(Stored data entries)

------------------------------

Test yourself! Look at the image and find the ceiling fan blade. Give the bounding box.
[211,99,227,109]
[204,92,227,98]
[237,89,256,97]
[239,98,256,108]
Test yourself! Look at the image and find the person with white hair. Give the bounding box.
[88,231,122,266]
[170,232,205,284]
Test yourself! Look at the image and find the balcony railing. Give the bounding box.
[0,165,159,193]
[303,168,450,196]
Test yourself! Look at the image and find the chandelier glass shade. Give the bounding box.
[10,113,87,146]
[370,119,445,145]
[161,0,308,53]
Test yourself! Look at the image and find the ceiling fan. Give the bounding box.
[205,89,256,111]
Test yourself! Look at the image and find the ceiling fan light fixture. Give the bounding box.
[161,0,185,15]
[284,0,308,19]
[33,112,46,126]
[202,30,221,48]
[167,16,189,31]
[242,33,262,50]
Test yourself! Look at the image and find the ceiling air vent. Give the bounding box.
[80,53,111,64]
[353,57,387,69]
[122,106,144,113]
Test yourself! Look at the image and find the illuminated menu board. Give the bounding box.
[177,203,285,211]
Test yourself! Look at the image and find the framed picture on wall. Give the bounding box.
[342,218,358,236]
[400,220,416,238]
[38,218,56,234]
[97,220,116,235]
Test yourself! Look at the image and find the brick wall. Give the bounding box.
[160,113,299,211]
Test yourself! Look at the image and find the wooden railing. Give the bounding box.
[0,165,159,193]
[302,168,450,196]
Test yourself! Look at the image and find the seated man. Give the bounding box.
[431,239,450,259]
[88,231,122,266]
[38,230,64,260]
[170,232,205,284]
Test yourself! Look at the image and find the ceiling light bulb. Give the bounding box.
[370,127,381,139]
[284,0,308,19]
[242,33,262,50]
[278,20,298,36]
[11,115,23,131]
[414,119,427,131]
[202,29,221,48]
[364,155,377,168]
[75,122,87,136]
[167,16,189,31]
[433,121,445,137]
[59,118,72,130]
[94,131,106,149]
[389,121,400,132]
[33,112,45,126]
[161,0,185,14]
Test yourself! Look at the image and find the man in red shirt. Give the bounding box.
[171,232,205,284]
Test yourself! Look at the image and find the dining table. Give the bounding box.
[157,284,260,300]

------------------------------

_TASK OBJECTIVE_
Retype the data above line for line, with no changes.

_TASK ANSWER_
Test yourself! Look at the image and find the ceiling fan blade. Give the bounding box.
[211,99,227,109]
[204,92,227,98]
[237,89,256,97]
[239,98,256,108]
Test yourself! Look at the image and find the person with white hair. Give the bounding box.
[88,231,122,266]
[170,232,205,284]
Test yourself! Look at the image and find the balcony railing. Give the bounding box.
[0,165,159,193]
[303,168,450,196]
Test yourself! Look at the image and find the chandelier glass shade. Give the bounding box.
[10,113,87,146]
[370,119,445,145]
[161,0,308,53]
Test yourself! Look at the image and find the ceiling fan. Give the bounding box.
[205,89,256,111]
Test yourself! Look at the image and find the ceiling fan light fixture. Give the bounding box.
[161,0,185,15]
[284,0,308,19]
[33,112,46,126]
[202,30,221,48]
[167,16,189,31]
[242,33,262,50]
Test yourself! Look at the image and find the ceiling air vent. Give the bounding box.
[80,53,111,64]
[353,57,387,69]
[122,106,144,113]
Test yourself! Look at the image and find the illuminated menu board. Give the bounding box.
[177,203,285,211]
Test yourself! Look at the image and find the framed picture on wall. Give the bounding box.
[342,218,358,236]
[400,220,416,238]
[38,218,56,234]
[97,220,116,235]
Test yourself! Look at the image and find the brick wall. Give the bounding box.
[160,113,299,211]
Test yourself! Look at the image and find the wooden railing. Give the bounding box.
[0,165,159,193]
[302,168,450,196]
Test yourself! Look at the image and find the seated man. Give the bounding box.
[431,239,450,259]
[88,231,122,266]
[38,230,64,260]
[170,232,205,284]
Test yourself! Look at the image and find the ceiling light bulb. Give the bounding box.
[370,127,381,139]
[284,0,308,19]
[242,33,262,50]
[278,20,298,36]
[11,115,23,131]
[414,119,427,131]
[202,29,221,48]
[364,155,377,168]
[75,122,87,136]
[167,16,189,31]
[433,121,445,137]
[59,118,72,130]
[94,131,106,149]
[389,121,400,132]
[33,112,45,126]
[161,0,185,14]
Test yourself! Look at the image and find the man in red shirt. Give the bounding box.
[171,232,205,284]
Test yourself! Look at the image and find the dining table. Give the bounding box.
[157,284,260,300]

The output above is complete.